There are three well established formalisms applied for the specification/modelling of processes: Business Process Execution Language (BPEL), Business Process Modelling Notation (BPMN), XML Process Definition Language (XPDL).
BPEL [42] is an execution language based on XML specification for the formal description of business processes based on Web Services.
BPMN [43] is a graphical notation based on intuitive flowcharts for the definition of business processes. Originated from the Business Process Management Initiative, in 2005 it was merged into OMG [44] and in 2007 the version 1.1 became a standard.
XPDL [45] is a markup language created to ensure interoperability among different workflow management tools in order to handle workflow processes. It was designed to permit the exchange of process definitions, addressing both the graphical and the semantic notations of the relevant workflow. Born as a support for serialization of BPMN constructs, it also incorporates also information relating to the graphical representation (e.g. the position of blocks in the workflow). XPDL was developed by the Workflow Management Coalition (WfMC) [46], a consortium formed to define standards for the interoperability of workflow management systems.
In the last few years the interest for workflow development has seen a considerable growth in the scientific community [47]. Scientific workflows can be considered as the executable description of scientific processes [48]. Similar in nature to business workflow, they have the distinct characteristic of operating on large amounts of heterogeneous data. In particular, they are generally data-flow oriented instead of being event-based, and very versatile in composing flows of execution. In bioinformatics, in particular, workflows are extremely valuable for programming the steps of in silico experiments in a visual intuitive manner. However workflows are still not commonly adopted in the formalization of protocols for biological laboratory experiments.
There are several available tools for workflow design and enactment [49], for instance JPEd [11], an open-source visual editor for general-purpose workflows. Taverna [50], developed by the myGrid project, is the workflow platform most commonly used for the systematic analysis of vast amounts of data, but it does not allow description of laboratory experimental procedures. Taverna workflows can be shared among the scientific community thanks to Web 2.0 initiatives like myExperiment [51]. This social web site enables scientists to publish their workflows and in addition to execute, reuse and share workflows of other groups. In this way myExperiment contributes in reducing time-to-experiment, in sharing knowledge and expertise and in avoiding reinvention [52].
****************************************
WHAT THE EXERCISE ASKS: Can you write out, word for word, the part of the passage on workflow formalisms and tools that opens with the words containing "There are three" and closes with "Definition Language (XPDL)."? You won't need the records here.

Stored data:
****************************************
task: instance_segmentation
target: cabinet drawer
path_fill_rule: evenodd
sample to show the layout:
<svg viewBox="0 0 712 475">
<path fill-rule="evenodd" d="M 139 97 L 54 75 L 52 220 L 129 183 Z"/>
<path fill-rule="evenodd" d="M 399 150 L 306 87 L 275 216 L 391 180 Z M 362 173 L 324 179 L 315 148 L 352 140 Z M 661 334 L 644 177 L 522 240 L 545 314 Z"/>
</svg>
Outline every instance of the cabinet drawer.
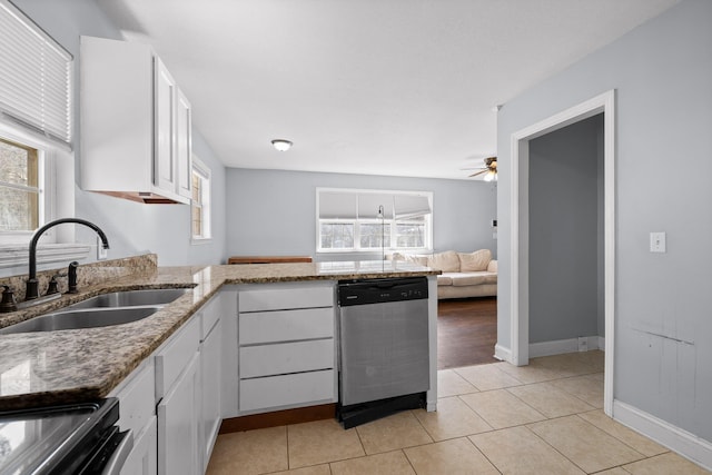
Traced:
<svg viewBox="0 0 712 475">
<path fill-rule="evenodd" d="M 112 392 L 119 398 L 119 427 L 140 433 L 154 417 L 155 403 L 154 362 L 148 358 L 134 370 L 125 383 Z"/>
<path fill-rule="evenodd" d="M 239 317 L 239 343 L 251 345 L 334 336 L 334 308 L 257 311 Z"/>
<path fill-rule="evenodd" d="M 200 318 L 191 318 L 156 355 L 156 400 L 166 396 L 198 350 Z"/>
<path fill-rule="evenodd" d="M 334 369 L 240 382 L 240 410 L 335 400 Z"/>
<path fill-rule="evenodd" d="M 332 338 L 240 348 L 240 379 L 333 367 Z"/>
<path fill-rule="evenodd" d="M 334 287 L 259 288 L 239 294 L 239 311 L 290 310 L 295 308 L 333 307 Z"/>
</svg>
****************************************
PROBLEM SOLUTION:
There are three well established formalisms applied for the specification/modelling of processes: Business Process Execution Language (BPEL), Business Process Modelling Notation (BPMN), XML Process Definition Language (XPDL).